■ **Texto**:
--*--

Elogio de la librería. No de cualquiera: nunca compro libros en las de los hipermercados (donde sí suelo adquirir zanahorias) y casi nunca lo hago en la Fnac o en El Corte Inglés, por razones parecidas a las que me llevan a evitar esos "cinódromos" multitudinarios (tipo Cinesa Proyecciones, en Madrid) en los que todo me resulta hipertrofiado y molesto. ¿Que soy elitista? Bueno, pues sí: qué le vamos a hacer, mientras me dejen. Para mí comprar libros e ir al cine tienen algo de liturgia secreta y gozosa, placeres incompatibles con las pilas faraónicas de superventas previsibles, las colas en las cajas y el estentóreo crujido simultáneo de centenares de palomitas. Me gusta, además, que en las librerías haya (verdaderos) libreros o libreras, cofrades de una especie en peligro de extinción de cuya experiencia y consejo puedo fiarme. Alguien con criterio y gusto personal que disponga los libros para sorprenderme, sugerirme, despertarme curiosidades, mostrarme sugerentes conexiones: alguien que no se comporte como un tendero (o un mero cobrador) y que me haga sentir que necesito leer ese libro con el que no contaba. Eso es lo que marca la diferencia con Amazon, donde adquiero (más barato y en otro idioma) sólo lo que busco. Me dicen mis topos que estas navidades la ministra de Cultura va a regalar (también) libros electrónicos (contenidos, claro, no soportes): no me parece mal, es un gesto. Pero no hay que olvidar la librería tradicional: ahí sigue (por ahora), cálida y precaria, cargada de discretos tesoros, recordándonos con su mera presencia familiar lo banal que sería un mundo en el que hubieran desaparecido o en el que se hubieran convertido en lugares pintorescos, piezas de museo exóticas, arqueologías toleradas de sociedades extintas. Estas navidades regálense una visita a la librería. Pasen y gocen, hojeen, pregunten. Con cada compra se llevarán todo un mundo.

--*--

■ **Enunciado del ejercicio**: Continúa, por favor, el texto de arriba sobre las librerías a partir de su última frase.

■ **Material proporcionado**:
--*--

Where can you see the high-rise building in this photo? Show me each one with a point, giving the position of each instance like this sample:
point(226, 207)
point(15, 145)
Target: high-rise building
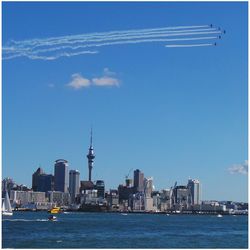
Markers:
point(148, 186)
point(138, 181)
point(35, 178)
point(194, 188)
point(42, 182)
point(61, 176)
point(74, 184)
point(45, 183)
point(100, 187)
point(90, 156)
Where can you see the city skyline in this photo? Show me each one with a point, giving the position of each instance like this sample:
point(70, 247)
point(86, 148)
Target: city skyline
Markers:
point(174, 112)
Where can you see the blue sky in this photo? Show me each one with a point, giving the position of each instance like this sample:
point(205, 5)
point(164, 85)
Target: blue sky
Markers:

--*--

■ **Espacio de respuesta**:
Madrid

Entre mis más lamentables errores de los últimos tiempos (aparte de atribuir las memorias de Casanova, publicadas por Atalanta, a una editorial de la competencia) debe contarse el olvido en el que he mantenido a la Gran Vía durante mis semanales derivas ciudadanas en pos de ocultas psicografías urbanas. Y es que a la gran arteria madrileña, que cumple ahora cien años (en los que ha pasado casi todo), se la suele dar por supuesta. Me la ha recordado el imprescindible ensayo ilustrado de Edward Baker Madrid cosmopolita. La Gran Vía, 1910-1936 (Marcial Pons) en el que la célebre calle despliega toda su historia cultural: desde sus orígenes (ya presentes en la zarzuela precursora de Chueca y Valverde) hasta su consagración como una especie de Broadway de la modernidad madrileña, cuando en ella se concentraba no sólo buena parte de la industria cultural y del espectáculo (allí se celebró el nacimiento del sonoro, publicitado lacónicamente como "vea y oiga"), sino el consumo más moderno (grandes almacenes) y la hostelería más avanzada (incluyendo el legendario Chicote, que tanto juego daría). Si le gusta Madrid (aunque esté harto de la ciudad, y de su incombustible edil-topo), éste es su libro para estas navidades.